====== Document segment

The coronavirus pandemic has underscored the importance of high-quality health infrastructure in times of crisis. Coupled with intense competition between drugmakers and the growing volume of data in the health care sector, demand for data management solutions in the healthcare space is expected to remain strong in the years ahead.

Doximity’s competitors on the advertising side of the business include Microsoft’s LinkedIn (NASDAQ: MSFT), Facebook (NASDAQ: FB), along with Google (NASDAQ: GOOGL), and Twitter (NASDAQ: TWTR). On the telehealth side, Doximity’s chief rivals include American Well Corporation (NYSE: AMWL) and Teladoc Health (NYSE: TDOC).

Sales Growth

As you can see below, Doximity's revenue growth has been incredible over the last year, growing from quarterly revenue of $66.6 million, to $93.6 million.

============
====== Dataset content

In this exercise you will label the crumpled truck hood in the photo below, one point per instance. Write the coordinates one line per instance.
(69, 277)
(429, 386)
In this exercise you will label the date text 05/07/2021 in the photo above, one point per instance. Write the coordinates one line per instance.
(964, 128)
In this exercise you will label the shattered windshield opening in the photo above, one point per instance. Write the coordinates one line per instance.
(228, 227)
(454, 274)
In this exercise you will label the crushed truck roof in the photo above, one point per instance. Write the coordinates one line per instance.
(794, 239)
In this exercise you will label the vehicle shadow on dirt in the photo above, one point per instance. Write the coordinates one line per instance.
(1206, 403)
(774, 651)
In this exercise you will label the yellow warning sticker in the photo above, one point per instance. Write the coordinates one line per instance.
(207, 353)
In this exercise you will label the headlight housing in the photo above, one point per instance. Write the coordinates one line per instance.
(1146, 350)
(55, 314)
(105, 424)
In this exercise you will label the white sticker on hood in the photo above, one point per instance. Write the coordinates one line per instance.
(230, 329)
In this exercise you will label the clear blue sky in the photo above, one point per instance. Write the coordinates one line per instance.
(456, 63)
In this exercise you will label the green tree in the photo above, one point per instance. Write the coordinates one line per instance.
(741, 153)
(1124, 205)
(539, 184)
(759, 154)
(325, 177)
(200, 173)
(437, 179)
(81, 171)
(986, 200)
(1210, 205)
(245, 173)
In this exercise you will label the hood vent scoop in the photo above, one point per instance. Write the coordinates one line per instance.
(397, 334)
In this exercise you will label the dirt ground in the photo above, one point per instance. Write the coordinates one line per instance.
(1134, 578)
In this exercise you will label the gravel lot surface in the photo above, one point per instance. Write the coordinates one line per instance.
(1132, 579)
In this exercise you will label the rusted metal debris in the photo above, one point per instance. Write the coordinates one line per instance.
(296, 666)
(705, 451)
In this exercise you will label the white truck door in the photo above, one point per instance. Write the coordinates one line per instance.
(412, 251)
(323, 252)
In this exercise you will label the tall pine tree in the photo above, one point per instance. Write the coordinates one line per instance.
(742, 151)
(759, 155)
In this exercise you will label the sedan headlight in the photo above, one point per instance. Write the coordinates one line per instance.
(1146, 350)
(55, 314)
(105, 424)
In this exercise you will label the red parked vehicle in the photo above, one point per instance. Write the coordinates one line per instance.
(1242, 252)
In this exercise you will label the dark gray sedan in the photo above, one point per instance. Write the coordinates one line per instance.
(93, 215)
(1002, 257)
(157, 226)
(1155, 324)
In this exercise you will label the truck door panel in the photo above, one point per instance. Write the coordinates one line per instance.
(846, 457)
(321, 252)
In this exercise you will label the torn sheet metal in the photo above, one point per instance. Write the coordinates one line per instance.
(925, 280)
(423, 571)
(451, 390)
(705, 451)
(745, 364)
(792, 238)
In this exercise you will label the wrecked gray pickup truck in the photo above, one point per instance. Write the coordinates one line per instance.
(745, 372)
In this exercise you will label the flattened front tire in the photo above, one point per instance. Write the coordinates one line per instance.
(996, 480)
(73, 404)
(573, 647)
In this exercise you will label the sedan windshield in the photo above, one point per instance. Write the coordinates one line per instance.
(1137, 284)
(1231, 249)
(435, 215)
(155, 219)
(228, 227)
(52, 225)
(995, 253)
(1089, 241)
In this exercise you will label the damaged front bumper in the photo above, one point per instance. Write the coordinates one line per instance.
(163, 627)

============

§ **Required tasks**
a - List every stock ticker symbol that appears in the Doximity passage.
b - Write out the Doximity passage from "The coronavirus pandemic" to "to $93.6 million.".
c - For each statement, say yes or no based on the Doximity passage, and quote the words that decide it.
(i) Teladoc Health is named as one of Doximity's chief rivals on the telehealth side.
(ii) Doximity's quarterly revenue grew from $66.6 million to $93.6 million.
(iii) Demand for data management solutions in the healthcare space is expected to weaken in the years ahead.
The data comes from a different source than the Doximity passage.

§ **Replies**
a - MSFT, FB, GOOGL, TWTR, AMWL, TDOC

b -
The coronavirus pandemic has underscored the importance of high-quality health infrastructure in times of crisis. Coupled with intense competition between drugmakers and the growing volume of data in the health care sector, demand for data management solutions in the healthcare space is expected to remain strong in the years ahead.

Doximity’s competitors on the advertising side of the business include Microsoft’s LinkedIn (NASDAQ: MSFT), Facebook (NASDAQ: FB), along with Google (NASDAQ: GOOGL), and Twitter (NASDAQ: TWTR). On the telehealth side, Doximity’s chief rivals include American Well Corporation (NYSE: AMWL) and Teladoc Health (NYSE: TDOC).

Sales Growth

As you can see below, Doximity's revenue growth has been incredible over the last year, growing from quarterly revenue of $66.6 million, to $93.6 million.

c -
(i) Yes: "On the telehealth side, Doximity’s chief rivals include American Well Corporation (NYSE: AMWL) and Teladoc Health (NYSE: TDOC)."
(ii) Yes: "growing from quarterly revenue of $66.6 million, to $93.6 million."
(iii) No: "demand for data management solutions in the healthcare space is expected to remain strong in the years ahead."